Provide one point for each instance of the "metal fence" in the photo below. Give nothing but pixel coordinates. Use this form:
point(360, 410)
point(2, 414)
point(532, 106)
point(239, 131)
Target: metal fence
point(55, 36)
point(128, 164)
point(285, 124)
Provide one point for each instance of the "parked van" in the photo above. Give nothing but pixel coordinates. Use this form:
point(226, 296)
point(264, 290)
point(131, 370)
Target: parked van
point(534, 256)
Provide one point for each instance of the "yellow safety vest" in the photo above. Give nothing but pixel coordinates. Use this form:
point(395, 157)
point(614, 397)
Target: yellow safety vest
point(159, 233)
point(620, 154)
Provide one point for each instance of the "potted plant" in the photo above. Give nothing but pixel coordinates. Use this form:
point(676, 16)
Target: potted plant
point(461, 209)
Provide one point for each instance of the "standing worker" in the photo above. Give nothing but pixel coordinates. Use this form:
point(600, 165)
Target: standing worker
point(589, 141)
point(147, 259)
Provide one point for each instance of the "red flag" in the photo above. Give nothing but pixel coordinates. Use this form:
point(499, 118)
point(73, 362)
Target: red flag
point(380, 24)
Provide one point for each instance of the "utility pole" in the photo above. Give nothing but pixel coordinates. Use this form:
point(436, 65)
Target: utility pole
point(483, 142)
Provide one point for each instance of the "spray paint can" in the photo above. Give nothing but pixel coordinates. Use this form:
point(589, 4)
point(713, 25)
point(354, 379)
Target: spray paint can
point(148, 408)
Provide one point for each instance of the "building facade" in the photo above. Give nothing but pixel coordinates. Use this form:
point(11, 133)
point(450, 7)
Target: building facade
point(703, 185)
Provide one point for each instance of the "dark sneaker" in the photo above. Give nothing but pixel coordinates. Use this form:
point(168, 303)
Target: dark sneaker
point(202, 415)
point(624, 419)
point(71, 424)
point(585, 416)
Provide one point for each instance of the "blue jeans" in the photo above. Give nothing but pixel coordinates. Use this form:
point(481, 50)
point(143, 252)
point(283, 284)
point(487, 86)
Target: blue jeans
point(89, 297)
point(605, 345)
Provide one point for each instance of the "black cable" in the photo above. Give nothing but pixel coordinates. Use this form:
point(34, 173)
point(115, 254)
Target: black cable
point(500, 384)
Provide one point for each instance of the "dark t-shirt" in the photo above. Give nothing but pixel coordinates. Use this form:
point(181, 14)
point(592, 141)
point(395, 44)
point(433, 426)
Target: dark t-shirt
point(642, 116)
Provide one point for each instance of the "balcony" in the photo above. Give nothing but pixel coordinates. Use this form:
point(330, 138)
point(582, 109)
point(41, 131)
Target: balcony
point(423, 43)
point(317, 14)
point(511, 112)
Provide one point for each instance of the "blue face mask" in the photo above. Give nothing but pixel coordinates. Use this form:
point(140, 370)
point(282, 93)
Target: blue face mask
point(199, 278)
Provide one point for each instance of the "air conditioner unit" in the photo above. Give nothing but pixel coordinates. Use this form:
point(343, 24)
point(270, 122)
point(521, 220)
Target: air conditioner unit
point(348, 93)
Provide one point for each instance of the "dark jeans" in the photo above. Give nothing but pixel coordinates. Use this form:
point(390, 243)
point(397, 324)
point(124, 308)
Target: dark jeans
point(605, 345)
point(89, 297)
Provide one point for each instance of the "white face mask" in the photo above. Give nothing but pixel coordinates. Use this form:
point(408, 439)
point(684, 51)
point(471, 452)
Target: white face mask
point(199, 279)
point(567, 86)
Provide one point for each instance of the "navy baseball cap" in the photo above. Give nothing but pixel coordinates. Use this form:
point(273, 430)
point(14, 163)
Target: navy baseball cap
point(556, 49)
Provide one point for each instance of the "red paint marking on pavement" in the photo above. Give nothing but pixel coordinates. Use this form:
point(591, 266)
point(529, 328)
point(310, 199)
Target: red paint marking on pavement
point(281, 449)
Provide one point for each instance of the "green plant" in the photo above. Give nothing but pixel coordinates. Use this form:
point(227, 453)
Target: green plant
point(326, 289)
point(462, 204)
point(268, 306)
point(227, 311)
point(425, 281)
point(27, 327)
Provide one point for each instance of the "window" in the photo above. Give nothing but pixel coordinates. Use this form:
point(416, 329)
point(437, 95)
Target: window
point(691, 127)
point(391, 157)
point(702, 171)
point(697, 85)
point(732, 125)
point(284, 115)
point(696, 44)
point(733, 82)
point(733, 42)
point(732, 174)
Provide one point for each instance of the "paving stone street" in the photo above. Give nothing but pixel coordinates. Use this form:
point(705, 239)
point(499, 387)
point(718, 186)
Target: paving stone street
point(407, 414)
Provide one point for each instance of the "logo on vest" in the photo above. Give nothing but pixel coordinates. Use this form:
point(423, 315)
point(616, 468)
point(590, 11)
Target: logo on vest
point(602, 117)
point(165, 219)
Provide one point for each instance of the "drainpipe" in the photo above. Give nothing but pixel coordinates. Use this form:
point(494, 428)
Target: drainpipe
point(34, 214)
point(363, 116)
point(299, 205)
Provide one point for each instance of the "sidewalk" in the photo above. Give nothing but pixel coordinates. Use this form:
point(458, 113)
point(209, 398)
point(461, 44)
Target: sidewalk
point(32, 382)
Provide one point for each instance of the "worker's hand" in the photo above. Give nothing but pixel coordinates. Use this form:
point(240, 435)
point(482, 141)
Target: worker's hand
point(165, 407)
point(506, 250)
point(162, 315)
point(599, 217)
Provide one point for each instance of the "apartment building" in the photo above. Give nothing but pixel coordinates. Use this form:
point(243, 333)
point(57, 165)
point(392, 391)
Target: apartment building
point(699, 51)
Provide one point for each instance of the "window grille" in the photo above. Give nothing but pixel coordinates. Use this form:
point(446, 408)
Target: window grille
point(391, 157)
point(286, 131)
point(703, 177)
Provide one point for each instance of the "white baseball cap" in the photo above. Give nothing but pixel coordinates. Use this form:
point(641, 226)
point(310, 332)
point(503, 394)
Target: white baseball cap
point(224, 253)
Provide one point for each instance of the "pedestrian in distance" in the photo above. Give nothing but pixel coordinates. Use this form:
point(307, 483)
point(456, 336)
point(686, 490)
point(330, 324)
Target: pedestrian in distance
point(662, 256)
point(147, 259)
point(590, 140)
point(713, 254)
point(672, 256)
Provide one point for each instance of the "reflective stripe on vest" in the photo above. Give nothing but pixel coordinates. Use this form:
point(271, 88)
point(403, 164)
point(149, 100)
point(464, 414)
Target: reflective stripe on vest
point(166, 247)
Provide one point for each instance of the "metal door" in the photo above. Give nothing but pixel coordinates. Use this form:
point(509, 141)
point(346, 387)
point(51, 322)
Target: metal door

_ _ _ _

→ AIM OF THE TASK
Gather each line of the listing that holds the string "door".

→ YOUR RESPONSE
Provide one point for each instance of the "metal door" in the photo above. Give nothing but pixel coordinates. Use this form:
Target: metal door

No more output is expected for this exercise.